TASKS TO CARRY OUT:
**1)** Retype the part of the Sperry Chalet account between "That summer, my" and "spectacular sights easily.", inclusive.
**2)** According to the Sperry Chalet account, during which months is the chalet open?
**3)** List every four-digit year mentioned in the Sperry Chalet account.

"You'll have to take an alternate path off the trail, but it should be doable," said Rene, the director of Sperry Chalet in Glacier National Park during the first trip I took there with my 19- and 21-year-old sons in July 2014. Yeah, right. We didn't make it to Sperry Glacier. June snow had left snowfields and washed out a footbridge, closing the trail from the chalet to its namesake glacier.
That summer, my sons and I discovered that no matter how well planned a trip into the wilderness might be — and despite how well the national parks are managed — Mother Nature won't necessarily offer up her most remote and spectacular sights easily.
A few years earlier, I'd read about the rapidly melting glaciers in the Montana park. If we were going to see them, it seemed we didn't have much time (estimates suggest that Sperry could be gone by 2020, and all the park's glaciers by 2030). The chalet is open only from early July to early September, and you must reserve a spot months ahead. At the time, I thought we were lucky when we got a room during the opening weekend in July.

Natural-language object grounding data:
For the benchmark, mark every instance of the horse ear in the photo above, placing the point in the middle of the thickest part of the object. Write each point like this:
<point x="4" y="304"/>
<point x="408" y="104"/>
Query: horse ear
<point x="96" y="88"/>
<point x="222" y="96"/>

RESPONSES FOR EACH TASK:
**1)**
That summer, my sons and I discovered that no matter how well planned a trip into the wilderness might be — and despite how well the national parks are managed — Mother Nature won't necessarily offer up her most remote and spectacular sights easily.

**2)** Only from early July to early September.

**3)** 2014, 2020, 2030